**AIM:** Reproduce all of the following data word for word, omitting the pictures.

— START THE INPUT —

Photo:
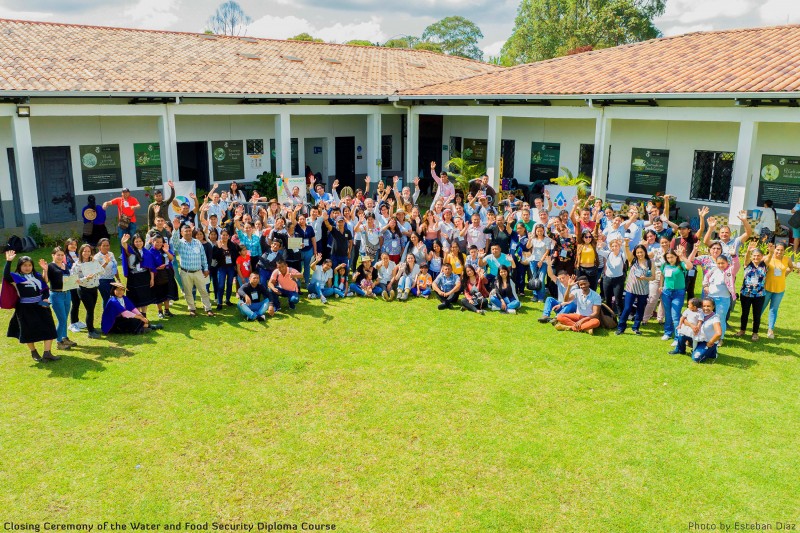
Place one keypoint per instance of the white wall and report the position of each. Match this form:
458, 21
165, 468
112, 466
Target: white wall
76, 131
229, 128
680, 138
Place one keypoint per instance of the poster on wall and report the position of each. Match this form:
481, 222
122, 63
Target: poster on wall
474, 150
545, 158
183, 190
648, 171
562, 197
228, 160
147, 160
286, 185
779, 180
100, 167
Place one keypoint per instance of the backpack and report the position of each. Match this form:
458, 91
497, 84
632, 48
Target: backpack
607, 318
14, 243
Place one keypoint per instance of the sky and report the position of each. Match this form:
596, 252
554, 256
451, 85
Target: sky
342, 20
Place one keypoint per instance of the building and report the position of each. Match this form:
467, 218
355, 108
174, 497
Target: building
711, 118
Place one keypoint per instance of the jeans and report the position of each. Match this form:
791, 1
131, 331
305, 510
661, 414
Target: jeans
254, 310
105, 290
319, 290
510, 304
672, 299
292, 296
130, 230
641, 302
721, 306
541, 274
702, 352
773, 299
61, 303
552, 302
225, 276
306, 257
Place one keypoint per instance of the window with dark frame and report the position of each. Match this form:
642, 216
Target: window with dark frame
386, 152
711, 176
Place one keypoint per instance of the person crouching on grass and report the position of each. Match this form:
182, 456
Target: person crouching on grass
253, 299
588, 304
283, 283
120, 314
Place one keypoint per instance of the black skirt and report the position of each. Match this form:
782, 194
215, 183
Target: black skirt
127, 325
164, 286
139, 290
32, 323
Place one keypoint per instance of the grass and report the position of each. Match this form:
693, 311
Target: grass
386, 417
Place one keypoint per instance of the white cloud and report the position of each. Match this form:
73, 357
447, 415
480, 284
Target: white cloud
493, 50
24, 15
780, 12
152, 14
289, 26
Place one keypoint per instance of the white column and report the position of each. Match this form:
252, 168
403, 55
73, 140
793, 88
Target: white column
168, 142
374, 125
743, 188
28, 195
602, 145
283, 143
493, 150
412, 146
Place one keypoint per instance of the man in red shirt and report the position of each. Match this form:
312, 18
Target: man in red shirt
126, 208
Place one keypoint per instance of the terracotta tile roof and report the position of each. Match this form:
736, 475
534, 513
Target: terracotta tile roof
734, 61
46, 57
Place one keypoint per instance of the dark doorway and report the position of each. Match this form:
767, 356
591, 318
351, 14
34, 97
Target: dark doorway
54, 182
346, 161
12, 168
507, 153
430, 143
193, 163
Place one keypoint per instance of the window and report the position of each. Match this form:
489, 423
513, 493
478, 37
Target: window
386, 152
711, 176
586, 159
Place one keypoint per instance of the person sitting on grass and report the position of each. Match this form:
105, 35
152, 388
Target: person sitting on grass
447, 287
253, 299
422, 285
558, 305
283, 283
587, 315
120, 315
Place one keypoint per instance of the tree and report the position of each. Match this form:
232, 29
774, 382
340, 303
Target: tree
545, 29
304, 37
457, 37
230, 19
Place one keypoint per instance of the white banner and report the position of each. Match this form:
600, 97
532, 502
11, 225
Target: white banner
285, 187
562, 197
182, 191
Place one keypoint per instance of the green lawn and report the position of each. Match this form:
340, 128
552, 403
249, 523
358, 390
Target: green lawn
398, 417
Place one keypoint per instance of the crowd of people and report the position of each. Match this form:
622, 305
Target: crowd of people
589, 267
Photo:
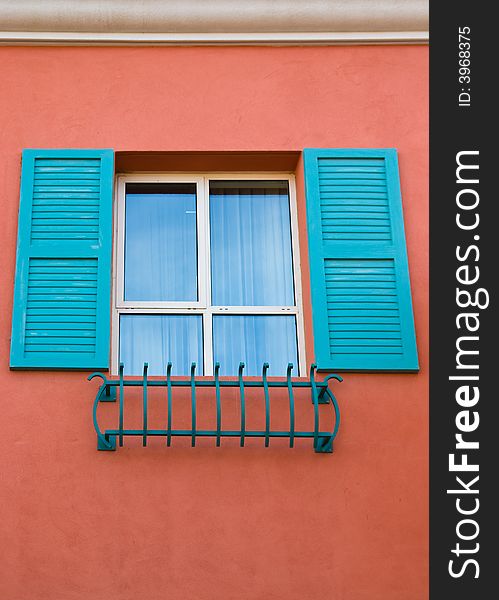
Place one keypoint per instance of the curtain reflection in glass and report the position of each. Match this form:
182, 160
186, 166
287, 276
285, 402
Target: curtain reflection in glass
158, 339
251, 259
255, 340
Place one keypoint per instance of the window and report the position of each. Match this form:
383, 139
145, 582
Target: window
207, 270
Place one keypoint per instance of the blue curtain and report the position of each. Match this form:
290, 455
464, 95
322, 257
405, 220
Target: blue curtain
158, 339
255, 340
251, 259
160, 244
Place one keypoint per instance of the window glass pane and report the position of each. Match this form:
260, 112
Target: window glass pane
255, 340
251, 260
158, 339
160, 242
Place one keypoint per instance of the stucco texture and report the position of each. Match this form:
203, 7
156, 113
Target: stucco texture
215, 523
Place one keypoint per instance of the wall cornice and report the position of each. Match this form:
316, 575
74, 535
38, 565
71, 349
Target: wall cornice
215, 22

— END THE INPUT —

**COMPLETED TASK:**
Photo:
Place one keypoint per instance of the white wall and report the position of each. Match this form:
458, 21
165, 468
112, 466
Target: white wall
76, 131
229, 128
680, 138
Place one keypoint per instance of the poster on wall and report the position of each. Match this form:
481, 222
122, 63
Target: poster on wall
474, 150
545, 158
183, 190
648, 171
562, 197
228, 160
147, 160
286, 185
779, 180
100, 167
Place one keypoint per instance of the backpack and report the position of each. Match this form:
458, 91
497, 84
632, 48
Target: backpack
607, 318
14, 243
Place one keypoint per instance of the sky and report the position of each. Match this form:
596, 252
554, 256
451, 85
Target: sky
342, 20
Place one keypoint per instance of the building and report the position of each. Match this form:
467, 218
355, 108
174, 497
Target: building
711, 118
Place one keypoint per instance of the jeans and report the position of each. Match this form:
791, 1
131, 331
305, 510
661, 414
Target: jeans
254, 310
105, 290
319, 290
510, 304
672, 299
292, 296
130, 230
641, 302
721, 306
541, 274
702, 352
773, 299
61, 303
552, 302
225, 276
306, 257
Place one keypoint per instance of the window with dark frame and report the position of each. Match this form:
642, 216
Target: window with dark frame
386, 152
711, 176
Place one keypoint per instance of the person crouching on grass and report the position of each. Match this form:
182, 456
Target: person crouching on grass
253, 299
588, 304
283, 283
120, 314
Place one keypoint per instance of the black skirt and report the position of each. Match this form:
782, 194
215, 183
Target: black skirt
127, 325
164, 286
139, 290
32, 323
Place one keypoint per instance of the grass and report the position of each. Match this form:
693, 311
Target: grass
386, 417
Place one keypoint per instance of the white cloud and report the position of each. Match this form:
73, 357
447, 415
480, 284
Target: white cloud
493, 50
24, 15
780, 12
152, 14
289, 26
Place one keypoint per instance of the white column and report the position of each. Match this form:
252, 168
403, 55
73, 140
793, 88
Target: white column
168, 142
374, 125
743, 188
28, 195
602, 145
283, 143
493, 150
412, 146
Place one keypoint per instance of the man in red shirt and report the position of each. Match this form:
312, 18
Target: man in red shirt
126, 208
Place one keypoint per instance of the terracotta tile roof and report the position of each. Match this form:
736, 475
534, 513
Target: terracotta tile roof
734, 61
46, 57
Place one keypoint per instance of the dark doorway and report the position of each. Match this form:
767, 356
591, 318
351, 14
34, 97
Target: dark doorway
54, 182
346, 161
12, 168
507, 153
430, 143
193, 163
Place one keypoint per instance of the window and report the position of each. Match this form:
489, 423
513, 493
478, 37
Target: window
386, 152
711, 176
586, 159
Place one keypoint per instance of the person sitting on grass and report the position of each. Match this form:
105, 35
152, 388
Target: person sitting on grass
447, 287
253, 299
422, 285
558, 305
283, 283
587, 315
120, 315
Place one keypoint per instance of the tree and report the position of each. Match this form:
232, 29
774, 382
340, 303
Target: tree
545, 29
304, 37
457, 37
230, 19
Place one keypoint per instance of the white banner and report the position of each. Match this form:
600, 97
532, 502
11, 225
Target: white banner
285, 187
562, 197
182, 191
Place one keypoint per instance of the green lawn and report the position of each. Match this form:
340, 128
552, 403
249, 523
358, 390
Target: green lawn
398, 417
Place one keypoint per instance of the crowd of people and report the position of each. Match this form:
622, 305
Target: crowd of people
589, 267
Photo:
Place one keypoint per instance of the curtain reflection in glass and report the position of each. Match this form:
182, 160
186, 166
287, 276
285, 402
Target: curtain reflection in glass
158, 339
251, 259
255, 340
Place one keypoint per instance of the window and report the position of each. Match this form:
383, 139
145, 582
Target: window
207, 270
Place one keypoint per instance of the blue curtain and report the position of each. Match this form:
290, 455
464, 95
322, 257
405, 220
Target: blue curtain
158, 339
255, 340
251, 259
160, 244
Place one keypoint per instance of the window glass pane and report the position of each. Match this form:
260, 112
Target: window glass pane
255, 340
251, 260
158, 339
160, 242
Place one keypoint per instance of the stucco texture and report the position of each. Match this form:
203, 7
156, 113
Target: stucco texture
215, 523
Place one keypoint per instance of the wall cornice and report the position of each. Match this form:
316, 575
74, 535
38, 565
71, 349
Target: wall cornice
215, 22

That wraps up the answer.